[START SELECTED PASSAGE]

When push comes to shove, I have to admit that 'The Bends' could be the Radiohead album I've listened to the most out of pure pleasure. The height of my listening occurred when I was 14 or 15 years old, not long after the release of 'In Rainbows.' Truthfully, when I come across Radiohead fans, I feel an instant scepticism (at best) and distrust (at worst) when I hear people dismiss this album and not give it the time of day. It's easy to assume that, as a transitional record, it's filled with uneven ideas and awkward growth, but repeated listens have shown me it's anything but. There are flourishes of grander aims and a burgeoning interest in adopting an expansive sound, even if it's buoyed by tunes with typical song structures. But even those songs still strike at the emotional depths the band would explore later on through more complicated means.
I used to consider "Planet Telex" as my all-time favourite album opener. True to its name, there is an otherworldly quality to the opening 20 seconds. From the whoosh and whirr of a spaceship landing to the echoed chords that always reminded me of walking in slow-motion, there is already a sense that this is not the same band that produced "Creep." But like "20th Century Schizoid Man" by King Crimson or "Zoo Station" by U2, this opening track is not necessarily an indication of what the rest of the album would sound like. Not that 'The Bends' falls short of the expectations set by the opener, at least not for me. For example, I love the way the guitars absolutely crush your eardrums in the opening chord for the title track, which really feels like a rapid pressure change in your brain. Radiohead too were students of The Pixies and utilized the soft-loud dynamic incredibly well in their sound. If we're being honest with ourselves, the dirty, crunchy guitar tone by Jonny Greenwood before launching into the chorus in "Creep" was the first indication that this band may have way more tricks up their sleeve. More than any of their other albums, 'The Bends' would take this idea and push it to its logical extremes on "The Bends," but also on "Just," "Nice Dream," and "My Iron Lung." And yet, they would sound so ethereal and pretty on "High and Dry," "Fake Plastic Trees," and "Bullet Proof...I Wish I Was."

[END SELECTED PASSAGE]
[START ENTRIES SHOWN]

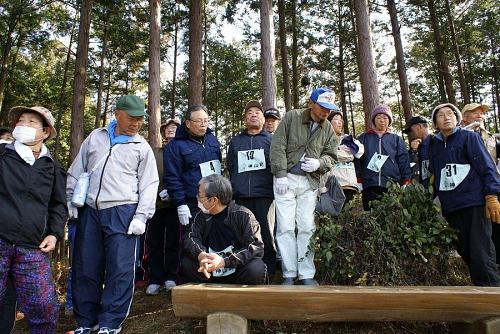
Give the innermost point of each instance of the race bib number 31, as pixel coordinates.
(251, 160)
(452, 175)
(210, 167)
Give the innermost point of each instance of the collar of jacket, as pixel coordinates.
(11, 146)
(183, 133)
(137, 138)
(306, 118)
(375, 132)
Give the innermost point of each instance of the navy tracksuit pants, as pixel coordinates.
(103, 266)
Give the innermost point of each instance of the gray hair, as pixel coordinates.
(218, 186)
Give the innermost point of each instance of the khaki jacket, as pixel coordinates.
(292, 140)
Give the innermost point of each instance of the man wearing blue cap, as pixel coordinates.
(122, 181)
(303, 147)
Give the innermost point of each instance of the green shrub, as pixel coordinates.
(403, 240)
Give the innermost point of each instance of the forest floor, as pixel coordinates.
(155, 315)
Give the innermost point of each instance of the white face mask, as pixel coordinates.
(24, 134)
(202, 208)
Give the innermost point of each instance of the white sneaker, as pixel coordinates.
(153, 289)
(169, 285)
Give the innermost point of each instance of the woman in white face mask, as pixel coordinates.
(33, 214)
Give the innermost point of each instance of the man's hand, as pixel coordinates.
(72, 211)
(48, 244)
(492, 208)
(136, 227)
(164, 196)
(310, 165)
(281, 185)
(184, 214)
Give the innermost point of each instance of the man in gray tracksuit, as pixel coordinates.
(121, 197)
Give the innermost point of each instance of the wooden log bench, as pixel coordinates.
(228, 307)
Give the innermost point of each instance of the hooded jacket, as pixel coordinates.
(465, 148)
(181, 161)
(126, 173)
(256, 183)
(33, 198)
(396, 168)
(247, 246)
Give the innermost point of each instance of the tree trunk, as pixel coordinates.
(104, 50)
(456, 51)
(7, 46)
(174, 74)
(366, 62)
(441, 55)
(284, 54)
(400, 60)
(79, 90)
(341, 69)
(195, 53)
(154, 120)
(62, 95)
(295, 55)
(268, 70)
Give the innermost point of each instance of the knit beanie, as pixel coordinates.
(381, 109)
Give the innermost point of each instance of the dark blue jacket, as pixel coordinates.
(258, 183)
(395, 169)
(181, 160)
(462, 147)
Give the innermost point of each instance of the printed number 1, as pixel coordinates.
(250, 155)
(451, 170)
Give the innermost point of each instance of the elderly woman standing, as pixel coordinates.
(385, 159)
(33, 197)
(348, 149)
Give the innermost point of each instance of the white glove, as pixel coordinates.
(184, 214)
(72, 211)
(164, 196)
(281, 185)
(310, 165)
(136, 227)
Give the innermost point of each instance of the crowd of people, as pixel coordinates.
(167, 215)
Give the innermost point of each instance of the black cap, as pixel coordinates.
(272, 112)
(414, 120)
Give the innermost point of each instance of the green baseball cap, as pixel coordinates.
(133, 105)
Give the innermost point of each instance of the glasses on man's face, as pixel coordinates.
(200, 121)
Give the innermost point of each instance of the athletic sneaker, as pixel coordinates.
(153, 289)
(106, 330)
(86, 330)
(169, 285)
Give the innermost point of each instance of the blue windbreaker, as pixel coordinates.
(181, 160)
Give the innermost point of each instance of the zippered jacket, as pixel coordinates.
(292, 140)
(181, 161)
(255, 183)
(247, 246)
(397, 166)
(126, 174)
(33, 198)
(462, 148)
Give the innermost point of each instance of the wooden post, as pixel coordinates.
(226, 323)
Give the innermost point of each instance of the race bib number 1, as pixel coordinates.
(251, 160)
(210, 167)
(377, 161)
(452, 175)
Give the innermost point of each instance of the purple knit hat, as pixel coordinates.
(381, 109)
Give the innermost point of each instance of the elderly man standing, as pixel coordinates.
(303, 147)
(122, 188)
(223, 244)
(193, 153)
(468, 184)
(250, 173)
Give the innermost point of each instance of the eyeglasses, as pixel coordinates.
(199, 121)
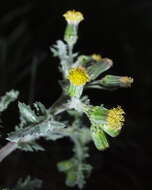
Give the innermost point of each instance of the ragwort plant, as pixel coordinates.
(79, 72)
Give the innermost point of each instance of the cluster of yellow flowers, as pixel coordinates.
(103, 120)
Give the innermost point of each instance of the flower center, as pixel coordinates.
(73, 17)
(78, 76)
(115, 117)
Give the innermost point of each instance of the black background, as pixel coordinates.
(120, 30)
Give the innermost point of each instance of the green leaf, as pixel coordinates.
(7, 99)
(28, 184)
(27, 114)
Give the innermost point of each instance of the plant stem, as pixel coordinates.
(7, 149)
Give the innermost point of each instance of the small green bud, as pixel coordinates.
(75, 91)
(99, 138)
(65, 165)
(71, 178)
(71, 34)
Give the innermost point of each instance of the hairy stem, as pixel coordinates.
(7, 149)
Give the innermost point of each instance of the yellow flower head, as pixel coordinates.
(115, 117)
(127, 80)
(73, 17)
(96, 57)
(78, 76)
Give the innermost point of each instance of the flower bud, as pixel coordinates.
(99, 138)
(109, 120)
(65, 165)
(78, 77)
(73, 19)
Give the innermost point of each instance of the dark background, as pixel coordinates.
(120, 30)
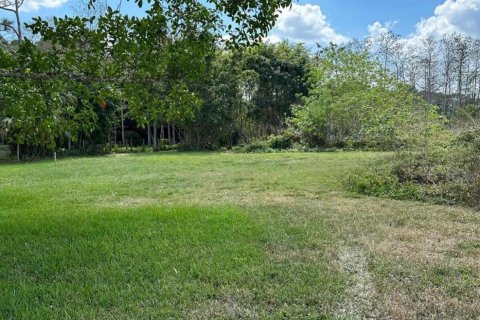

[END ENTRIES SHOWN]

**TO BE DONE**
**A.** Count the lines of the listing that contain the string "dark", treating uppercase and lowercase as different. Reply with the number only.
**B.** Continue the review of Radiohead's album 'The Bends' from its last sentence.
The listing and the review come from two unrelated sources.

**ANSWERS TO THE TASKS**
**A.** 2

**B.**
This brings us to the album closer, "Street Spirit (Fade Out)." If you listen to 'The Bends' for clues as to what the band would later become, then "Street Spirit" could be the clearest link to the mood found in later albums. A mounting tension, layered sound, and soaring vocals from Thom Yorke with lyrics that are evocative about death and modern life, where technology has a role to play with damaging results: "This machine will, will not communicate/these thoughts and the strain I am under."
'The Bends' is as accessible (if not more so) than 'In Rainbows' and hints at an innovation that would be explored in greater detail on 'OK Computer' and 'Kid A' without as cold and bleak of an atmosphere. If you're looking for some observations about the role technology would have on our ability to form relationships and construct a better world, I'd argue that Radiohead was already offering that on 'The Bends.' I mean, look at the album cover.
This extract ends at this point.